(Excerpt to read Opens)

Three Decades of Streaming
The history of streaming goes back to the early 1970s, when research labs in the US first demonstrated streaming audio technology. Streaming video followed. In 1974, a consortium headed by the International Telecommunication Union conducted the first experiments with video conferencing. The project would lead to the development of H.264 and MPEG, two widely used video compression standards. Several US and European companies developed video telephone and videoconferencing systems.
In the mid-1980s, with the advent of the compact disc, consumer electronic firms launched hardware-based solutions for digital video technology sufficient to encode movies for playback at CD-ROM rates (about 150 Kbytes per second). In particular Philips, working with Sony, developed a technology known as CD-i while RCA had a competing technology, DVI. The International Moving Picture Experts Group, MPEG, then initiated an open standards effort to ensure that there would be a nonproprietary standard for coded representation of moving pictures and audio. The first standard, MPEG-1, was published in 1990 and delivered near VHS-quality video and subpar quality audio. MPEG-1 was the precursor to MPEG-2 (1994), which became the de facto standard for DVD and HDTV. Meanwhile, in 1991, Apple introduced QuickTime, a software-only solution able to produce real-time playback of digital video, albeit limited initially to a small (120 × 90 pixels) image size.
Streaming remained a niche technology in the telecom industry until the 1990s, when it migrated to the Internet. In 1995, Progressive Networks (later renamed RealNetworks), released RealAudio 1.0, a player for streaming live audio. Two years later, the company released RealVideo, the first all-in-one player for streaming Internet audio and video. The player soon became one of the most popular downloads on the Internet, and video content proliferated.
In 1999, Microsoft introduced Windows Media Player 6, the company's first all-in-one player. Bundled with Microsoft's operating systems, the Windows Media Player quickly gained market share at the expense of Real. The ensuing battle has turned into a replay of the browser war between Microsoft and Netscape (see the " Media Player Wars" sidebar). Real and Microsoft have used their players to launch multimedia portals, both of which generate additional income for the companies. Figure 1 shows Microsoft's MSN portal.


Figure 1. Microsoft integrated its media player into the Windows environment, giving users access to movies, live news, and sports. With a simple control panel and playlist function, the player is as easy to use as a VCR. (Image courtesy of Microsoft Corporation.)

Real-time Transfer Protocol
Streaming enables playback of audiovisual content in real time. It's distinct from downloadable media. With the latter, the entire file is retrieved before playback begins, although pseudo streaming, also known as progressive downloads, lets users view the media as it arrives (the receiving client will buffer data for slow or congested network connections).
While pseudo streaming relies on the TCP/IP, the Internet protocol used for conventional Web pages, true streaming makes use of the Real-Time Transfer Protocol (RTP). RTP streaming time stamps content to ensure the synchronization of video and audio, and it makes efficient use of bandwidth. Layered on top of RTP is the Real-Time Streaming Protocol (RTSP), a two-way protocol similar to HTTP. RTSP allows for interactivity: Users can start, stop, and pause video, and participants of a Web conference can request streams from one or more servers.

(Excerpt to read Closes)
(Data supplied Opens)

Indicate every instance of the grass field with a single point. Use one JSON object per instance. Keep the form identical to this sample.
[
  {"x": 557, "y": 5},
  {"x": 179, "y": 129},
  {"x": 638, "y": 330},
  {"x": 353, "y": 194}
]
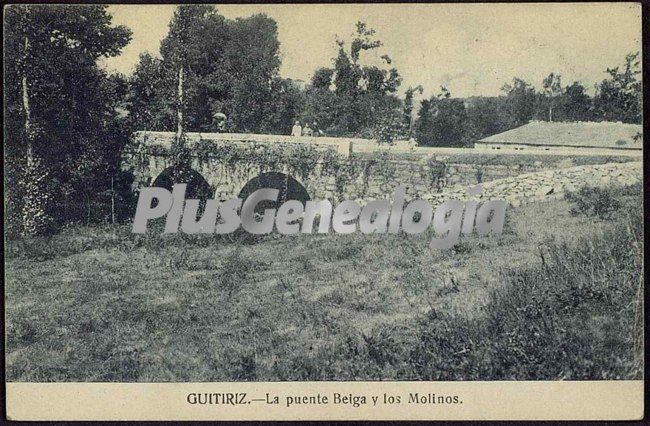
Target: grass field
[{"x": 556, "y": 296}]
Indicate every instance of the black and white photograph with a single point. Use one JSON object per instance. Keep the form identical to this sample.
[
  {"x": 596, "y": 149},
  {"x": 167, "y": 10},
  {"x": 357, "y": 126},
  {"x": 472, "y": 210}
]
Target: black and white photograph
[{"x": 203, "y": 193}]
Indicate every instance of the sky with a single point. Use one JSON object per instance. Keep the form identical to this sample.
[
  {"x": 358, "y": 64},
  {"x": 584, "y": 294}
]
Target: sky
[{"x": 472, "y": 49}]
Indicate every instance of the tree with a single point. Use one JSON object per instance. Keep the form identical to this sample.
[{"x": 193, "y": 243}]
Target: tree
[
  {"x": 408, "y": 107},
  {"x": 59, "y": 104},
  {"x": 618, "y": 98},
  {"x": 552, "y": 89},
  {"x": 442, "y": 121},
  {"x": 229, "y": 66},
  {"x": 520, "y": 102},
  {"x": 362, "y": 101},
  {"x": 576, "y": 104}
]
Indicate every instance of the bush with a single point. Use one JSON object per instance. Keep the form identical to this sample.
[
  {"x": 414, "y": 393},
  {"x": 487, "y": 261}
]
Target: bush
[
  {"x": 577, "y": 315},
  {"x": 603, "y": 203}
]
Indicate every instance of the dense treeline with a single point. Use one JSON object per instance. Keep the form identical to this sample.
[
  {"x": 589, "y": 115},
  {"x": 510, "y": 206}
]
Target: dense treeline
[{"x": 67, "y": 120}]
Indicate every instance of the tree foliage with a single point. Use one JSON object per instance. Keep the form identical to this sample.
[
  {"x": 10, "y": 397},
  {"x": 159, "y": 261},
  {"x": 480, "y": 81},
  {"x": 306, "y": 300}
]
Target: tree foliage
[
  {"x": 230, "y": 66},
  {"x": 353, "y": 98},
  {"x": 75, "y": 131}
]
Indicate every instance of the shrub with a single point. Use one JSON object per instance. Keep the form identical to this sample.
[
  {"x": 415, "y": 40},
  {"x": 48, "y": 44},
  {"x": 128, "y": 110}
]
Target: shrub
[
  {"x": 602, "y": 203},
  {"x": 577, "y": 315}
]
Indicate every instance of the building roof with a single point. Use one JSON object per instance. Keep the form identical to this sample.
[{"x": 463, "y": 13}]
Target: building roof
[{"x": 579, "y": 134}]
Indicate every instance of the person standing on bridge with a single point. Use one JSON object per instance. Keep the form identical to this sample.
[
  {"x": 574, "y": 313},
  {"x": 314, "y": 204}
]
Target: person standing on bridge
[{"x": 296, "y": 130}]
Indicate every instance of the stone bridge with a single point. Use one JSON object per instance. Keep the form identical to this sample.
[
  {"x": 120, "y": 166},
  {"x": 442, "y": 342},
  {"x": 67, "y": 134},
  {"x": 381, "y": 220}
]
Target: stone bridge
[{"x": 230, "y": 165}]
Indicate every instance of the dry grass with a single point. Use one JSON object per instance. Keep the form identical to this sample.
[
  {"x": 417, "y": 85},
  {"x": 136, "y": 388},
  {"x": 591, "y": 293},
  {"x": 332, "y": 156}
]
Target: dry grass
[{"x": 100, "y": 304}]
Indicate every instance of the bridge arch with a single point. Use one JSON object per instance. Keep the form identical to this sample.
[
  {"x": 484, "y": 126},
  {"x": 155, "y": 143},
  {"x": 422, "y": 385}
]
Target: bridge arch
[
  {"x": 197, "y": 186},
  {"x": 290, "y": 188}
]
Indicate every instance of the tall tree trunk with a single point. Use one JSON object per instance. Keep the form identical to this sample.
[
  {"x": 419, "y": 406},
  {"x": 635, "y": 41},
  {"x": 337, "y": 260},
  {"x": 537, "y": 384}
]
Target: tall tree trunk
[
  {"x": 33, "y": 217},
  {"x": 179, "y": 117},
  {"x": 28, "y": 111}
]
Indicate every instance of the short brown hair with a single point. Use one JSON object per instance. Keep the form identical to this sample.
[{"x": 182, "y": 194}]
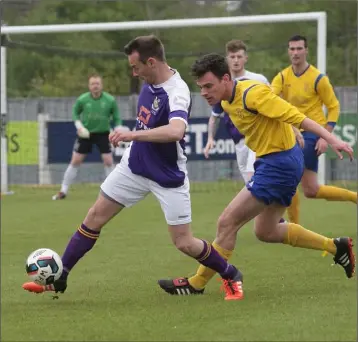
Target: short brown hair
[
  {"x": 235, "y": 45},
  {"x": 146, "y": 46}
]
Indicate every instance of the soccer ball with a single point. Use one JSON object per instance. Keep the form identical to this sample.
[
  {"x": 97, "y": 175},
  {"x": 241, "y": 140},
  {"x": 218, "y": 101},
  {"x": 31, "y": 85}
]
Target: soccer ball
[{"x": 44, "y": 266}]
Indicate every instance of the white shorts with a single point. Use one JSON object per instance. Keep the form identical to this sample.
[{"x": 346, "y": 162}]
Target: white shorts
[
  {"x": 245, "y": 158},
  {"x": 126, "y": 188}
]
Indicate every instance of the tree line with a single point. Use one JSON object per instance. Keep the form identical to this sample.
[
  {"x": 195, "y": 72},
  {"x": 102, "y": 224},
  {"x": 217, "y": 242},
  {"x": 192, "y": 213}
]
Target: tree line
[{"x": 57, "y": 65}]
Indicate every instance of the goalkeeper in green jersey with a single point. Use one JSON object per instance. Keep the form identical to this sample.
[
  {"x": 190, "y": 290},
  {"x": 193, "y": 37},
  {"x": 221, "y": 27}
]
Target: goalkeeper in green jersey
[{"x": 93, "y": 113}]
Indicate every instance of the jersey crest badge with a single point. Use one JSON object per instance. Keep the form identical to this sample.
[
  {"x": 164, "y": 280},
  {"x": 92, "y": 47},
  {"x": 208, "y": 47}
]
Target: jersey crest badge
[{"x": 155, "y": 105}]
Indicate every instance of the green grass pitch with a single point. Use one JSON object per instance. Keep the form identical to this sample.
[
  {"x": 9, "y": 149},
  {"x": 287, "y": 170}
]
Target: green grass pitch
[{"x": 290, "y": 294}]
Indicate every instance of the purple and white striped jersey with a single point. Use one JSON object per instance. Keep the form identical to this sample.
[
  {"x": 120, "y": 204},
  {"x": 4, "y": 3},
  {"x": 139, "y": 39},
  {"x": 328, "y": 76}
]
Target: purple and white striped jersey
[{"x": 163, "y": 163}]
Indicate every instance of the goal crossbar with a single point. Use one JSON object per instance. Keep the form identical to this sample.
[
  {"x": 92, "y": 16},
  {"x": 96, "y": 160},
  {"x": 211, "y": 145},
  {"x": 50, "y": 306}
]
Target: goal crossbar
[{"x": 319, "y": 17}]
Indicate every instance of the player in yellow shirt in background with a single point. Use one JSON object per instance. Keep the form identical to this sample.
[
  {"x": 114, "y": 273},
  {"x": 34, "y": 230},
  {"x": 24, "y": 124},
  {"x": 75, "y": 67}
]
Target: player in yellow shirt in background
[
  {"x": 302, "y": 85},
  {"x": 265, "y": 120}
]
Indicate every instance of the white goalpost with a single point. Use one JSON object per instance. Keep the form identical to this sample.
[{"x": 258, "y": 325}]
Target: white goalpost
[{"x": 319, "y": 17}]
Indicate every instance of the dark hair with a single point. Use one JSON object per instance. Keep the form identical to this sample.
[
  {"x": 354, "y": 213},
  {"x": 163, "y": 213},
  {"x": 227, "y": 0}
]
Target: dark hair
[
  {"x": 94, "y": 75},
  {"x": 146, "y": 46},
  {"x": 297, "y": 38},
  {"x": 235, "y": 45},
  {"x": 212, "y": 62}
]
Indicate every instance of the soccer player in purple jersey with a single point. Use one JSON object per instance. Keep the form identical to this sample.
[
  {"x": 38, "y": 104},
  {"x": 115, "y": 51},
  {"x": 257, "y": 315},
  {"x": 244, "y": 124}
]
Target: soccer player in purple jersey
[{"x": 155, "y": 163}]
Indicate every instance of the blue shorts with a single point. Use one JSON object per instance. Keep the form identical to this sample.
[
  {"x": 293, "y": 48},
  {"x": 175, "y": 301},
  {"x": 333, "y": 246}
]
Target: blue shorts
[
  {"x": 309, "y": 152},
  {"x": 277, "y": 176}
]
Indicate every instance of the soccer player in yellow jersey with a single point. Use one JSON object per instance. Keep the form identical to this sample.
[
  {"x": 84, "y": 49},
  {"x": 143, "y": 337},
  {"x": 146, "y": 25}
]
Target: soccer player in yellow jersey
[
  {"x": 302, "y": 85},
  {"x": 265, "y": 119}
]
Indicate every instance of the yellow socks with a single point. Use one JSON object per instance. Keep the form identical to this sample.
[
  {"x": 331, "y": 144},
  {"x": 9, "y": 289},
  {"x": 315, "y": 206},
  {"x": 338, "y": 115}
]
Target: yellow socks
[
  {"x": 293, "y": 211},
  {"x": 332, "y": 193},
  {"x": 204, "y": 274},
  {"x": 297, "y": 236}
]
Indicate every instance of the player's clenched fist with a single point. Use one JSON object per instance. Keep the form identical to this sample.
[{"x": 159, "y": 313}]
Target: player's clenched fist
[
  {"x": 341, "y": 146},
  {"x": 120, "y": 135}
]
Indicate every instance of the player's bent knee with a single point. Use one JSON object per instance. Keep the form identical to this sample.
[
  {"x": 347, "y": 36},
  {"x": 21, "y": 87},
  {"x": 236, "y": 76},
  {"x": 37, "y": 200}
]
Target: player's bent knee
[
  {"x": 94, "y": 219},
  {"x": 226, "y": 223},
  {"x": 265, "y": 233}
]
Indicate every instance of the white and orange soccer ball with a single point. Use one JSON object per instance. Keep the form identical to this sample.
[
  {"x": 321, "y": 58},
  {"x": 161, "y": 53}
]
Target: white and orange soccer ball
[{"x": 44, "y": 266}]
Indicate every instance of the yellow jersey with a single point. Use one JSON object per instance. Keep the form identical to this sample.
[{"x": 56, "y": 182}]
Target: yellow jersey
[
  {"x": 308, "y": 92},
  {"x": 262, "y": 117}
]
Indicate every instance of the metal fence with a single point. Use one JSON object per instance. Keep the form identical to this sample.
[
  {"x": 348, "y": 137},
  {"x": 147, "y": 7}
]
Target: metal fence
[{"x": 61, "y": 109}]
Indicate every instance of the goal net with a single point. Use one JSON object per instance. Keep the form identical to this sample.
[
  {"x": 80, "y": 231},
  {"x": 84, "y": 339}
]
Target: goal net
[{"x": 39, "y": 135}]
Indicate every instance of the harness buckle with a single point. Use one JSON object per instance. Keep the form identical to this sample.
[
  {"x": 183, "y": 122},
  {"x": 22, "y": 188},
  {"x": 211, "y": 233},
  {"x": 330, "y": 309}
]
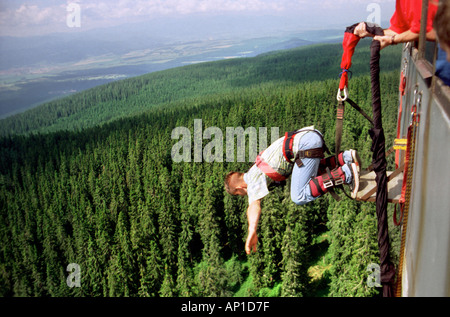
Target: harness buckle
[{"x": 345, "y": 92}]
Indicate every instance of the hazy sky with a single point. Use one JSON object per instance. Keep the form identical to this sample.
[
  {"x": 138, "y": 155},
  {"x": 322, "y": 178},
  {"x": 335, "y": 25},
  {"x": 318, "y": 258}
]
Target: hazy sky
[{"x": 36, "y": 17}]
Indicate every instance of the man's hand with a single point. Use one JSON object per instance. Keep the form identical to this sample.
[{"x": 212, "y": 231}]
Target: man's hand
[
  {"x": 384, "y": 40},
  {"x": 252, "y": 240},
  {"x": 361, "y": 30},
  {"x": 253, "y": 214}
]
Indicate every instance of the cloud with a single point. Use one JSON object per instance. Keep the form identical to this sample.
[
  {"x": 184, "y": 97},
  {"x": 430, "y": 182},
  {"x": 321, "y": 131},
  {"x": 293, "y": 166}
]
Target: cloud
[{"x": 50, "y": 15}]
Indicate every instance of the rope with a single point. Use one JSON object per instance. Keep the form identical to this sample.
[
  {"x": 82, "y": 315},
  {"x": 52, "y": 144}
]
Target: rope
[{"x": 406, "y": 192}]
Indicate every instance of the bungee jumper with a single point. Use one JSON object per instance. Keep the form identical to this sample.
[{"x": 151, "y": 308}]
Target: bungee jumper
[{"x": 300, "y": 154}]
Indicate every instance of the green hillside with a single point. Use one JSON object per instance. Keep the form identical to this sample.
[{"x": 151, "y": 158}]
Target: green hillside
[
  {"x": 186, "y": 84},
  {"x": 100, "y": 188}
]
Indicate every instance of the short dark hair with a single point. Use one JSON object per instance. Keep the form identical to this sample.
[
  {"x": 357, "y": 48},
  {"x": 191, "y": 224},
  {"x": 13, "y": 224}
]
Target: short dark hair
[{"x": 442, "y": 22}]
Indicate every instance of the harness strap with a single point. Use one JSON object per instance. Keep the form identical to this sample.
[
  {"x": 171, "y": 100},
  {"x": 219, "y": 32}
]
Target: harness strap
[
  {"x": 288, "y": 152},
  {"x": 268, "y": 170}
]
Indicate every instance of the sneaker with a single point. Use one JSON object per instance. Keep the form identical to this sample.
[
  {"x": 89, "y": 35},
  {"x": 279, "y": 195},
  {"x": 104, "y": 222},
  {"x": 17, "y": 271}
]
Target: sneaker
[{"x": 354, "y": 185}]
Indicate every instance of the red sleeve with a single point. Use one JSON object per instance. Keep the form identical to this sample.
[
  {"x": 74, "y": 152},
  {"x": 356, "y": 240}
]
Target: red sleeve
[
  {"x": 408, "y": 14},
  {"x": 399, "y": 21}
]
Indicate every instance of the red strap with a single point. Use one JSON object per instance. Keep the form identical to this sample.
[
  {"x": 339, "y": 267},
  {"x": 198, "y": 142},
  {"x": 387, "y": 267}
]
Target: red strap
[
  {"x": 284, "y": 147},
  {"x": 349, "y": 44},
  {"x": 402, "y": 93},
  {"x": 268, "y": 170}
]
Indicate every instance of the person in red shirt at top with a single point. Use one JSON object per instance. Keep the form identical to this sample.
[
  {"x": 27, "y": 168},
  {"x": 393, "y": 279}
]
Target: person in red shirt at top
[{"x": 405, "y": 23}]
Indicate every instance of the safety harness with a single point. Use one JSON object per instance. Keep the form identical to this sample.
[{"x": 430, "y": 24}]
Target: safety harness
[
  {"x": 290, "y": 157},
  {"x": 288, "y": 151}
]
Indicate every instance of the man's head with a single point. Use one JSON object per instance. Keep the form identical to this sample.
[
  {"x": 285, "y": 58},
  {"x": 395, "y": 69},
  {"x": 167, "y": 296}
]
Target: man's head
[
  {"x": 442, "y": 26},
  {"x": 235, "y": 184}
]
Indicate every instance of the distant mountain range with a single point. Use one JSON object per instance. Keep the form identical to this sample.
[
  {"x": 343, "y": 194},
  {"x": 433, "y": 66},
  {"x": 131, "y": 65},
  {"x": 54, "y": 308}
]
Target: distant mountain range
[{"x": 38, "y": 69}]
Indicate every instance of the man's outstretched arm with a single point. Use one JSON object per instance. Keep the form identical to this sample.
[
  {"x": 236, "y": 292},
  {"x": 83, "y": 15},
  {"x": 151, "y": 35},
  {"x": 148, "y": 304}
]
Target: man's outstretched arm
[{"x": 253, "y": 215}]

(Data supplied Closes)

→ Work item: Which network protocols are named in the excerpt on the history of streaming? List all of them.

→ Response to this exercise:
- TCP/IP
- Real-Time Transfer Protocol (RTP)
- Real-Time Streaming Protocol (RTSP)
- HTTP